== Your task ==
Make an exact copy of every entry, leaving the pictures out.

== Material provided ==

###

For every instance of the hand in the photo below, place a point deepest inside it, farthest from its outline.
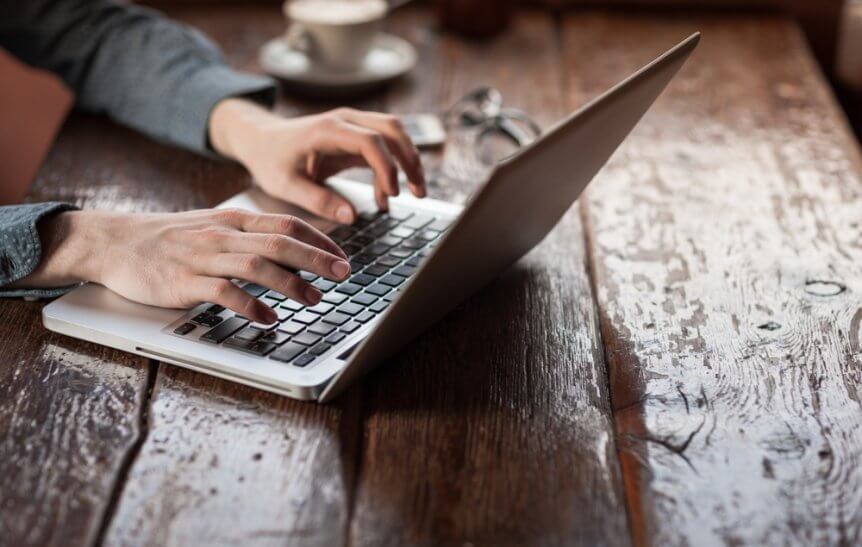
(179, 260)
(289, 158)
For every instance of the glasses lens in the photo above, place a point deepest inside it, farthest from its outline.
(475, 107)
(503, 136)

###

== Answer box ==
For every instance of the hand in the photo below, place a point deepest inside it, farthest from its outline.
(179, 260)
(289, 158)
For every instance of the glasses lens in the photo above, place a point deepest inside it, farthest from its outline.
(475, 107)
(503, 136)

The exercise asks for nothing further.